# question about 32 colt revolver



## Tcheeks38 (Feb 11, 2013)

Not trying to sell on here but I just picked up a 32 colt revolver that looks like the one pictured and I believe its a colt police positive special. Its kind of dirty but doesn't look bad and the handle grips on both sides have a chipped off piece at the bottom. I went to a gun shop today and the guy told me the timing was off and that it wasn't safe to fire. Does anyone know anything about this gun and what It would be worth If i were to try to sell it? just don't know if I should keep it or not because ammunition for it is hard to find and kind of pricey.


----------



## chaps (Aug 31, 2009)

I have one very similar and it shoots 32 colt ammo which is hard to find. I don't think they're very valuable. I think mine was less than $200.


----------



## kiefersdad (Apr 26, 2013)

INSTRUCTION 1
Write out the revolver thread again, starting with "# question about" and going on through "kind of pricey.", updated so that "gun shop" becomes "sporting goods store".
INSTRUCTION 2
Translate this sentence from the revolver thread into Spanish: "I have one very similar and it shoots 32 colt ammo which is hard to find."

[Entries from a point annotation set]
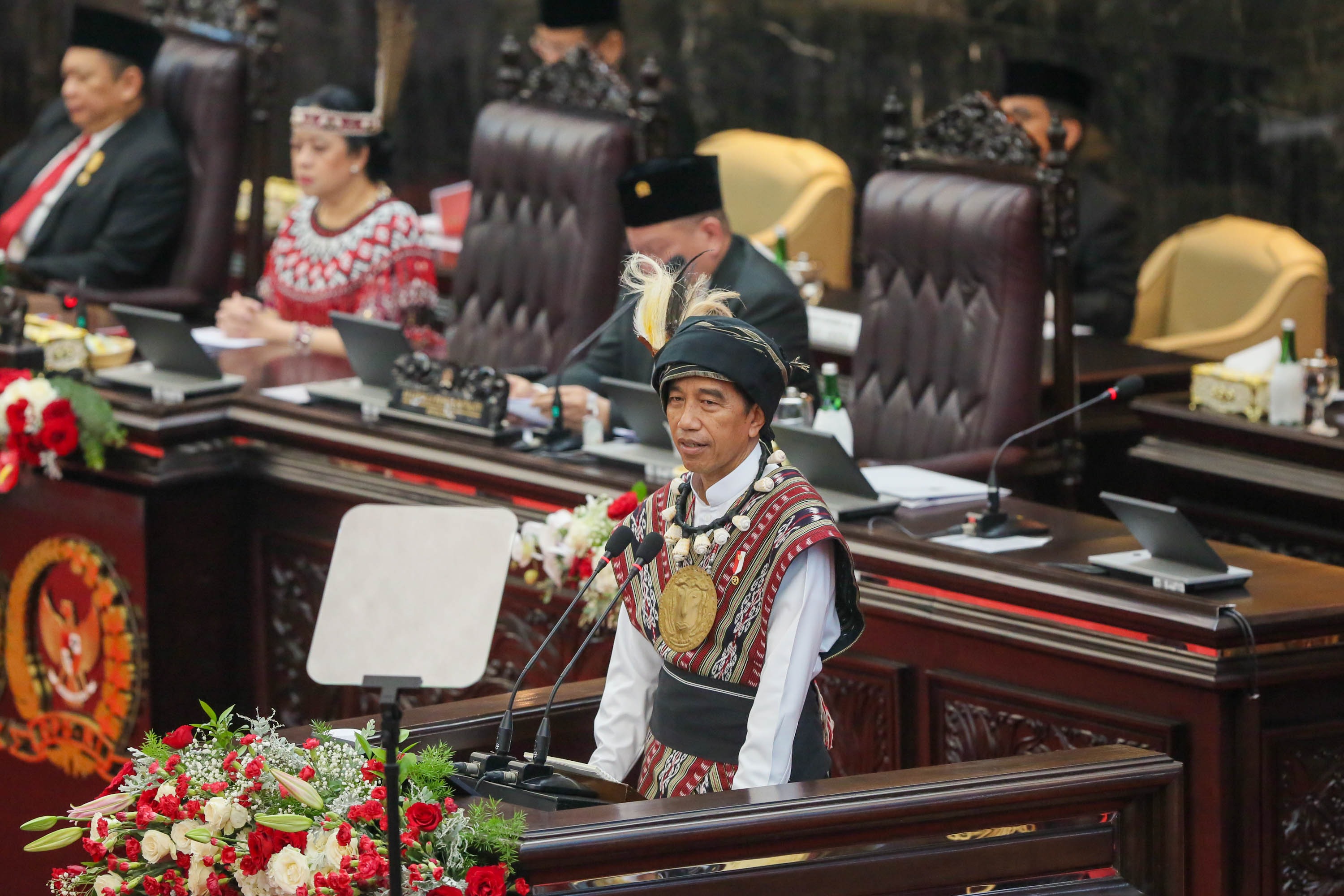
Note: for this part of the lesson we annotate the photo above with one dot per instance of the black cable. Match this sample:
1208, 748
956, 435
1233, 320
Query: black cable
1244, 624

==

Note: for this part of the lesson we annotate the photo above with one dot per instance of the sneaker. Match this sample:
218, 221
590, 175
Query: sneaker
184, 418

FULL ANSWER 1
# question about 32 colt revolver



## Tcheeks38 (Feb 11, 2013)

Not trying to sell on here but I just picked up a 32 colt revolver that looks like the one pictured and I believe its a colt police positive special. Its kind of dirty but doesn't look bad and the handle grips on both sides have a chipped off piece at the bottom. I went to a sporting goods store today and the guy told me the timing was off and that it wasn't safe to fire. Does anyone know anything about this gun and what It would be worth If i were to try to sell it? just don't know if I should keep it or not because ammunition for it is hard to find and kind of pricey.

FULL ANSWER 2
Tengo uno muy parecido y dispara munición 32 Colt, que es difícil de encontrar.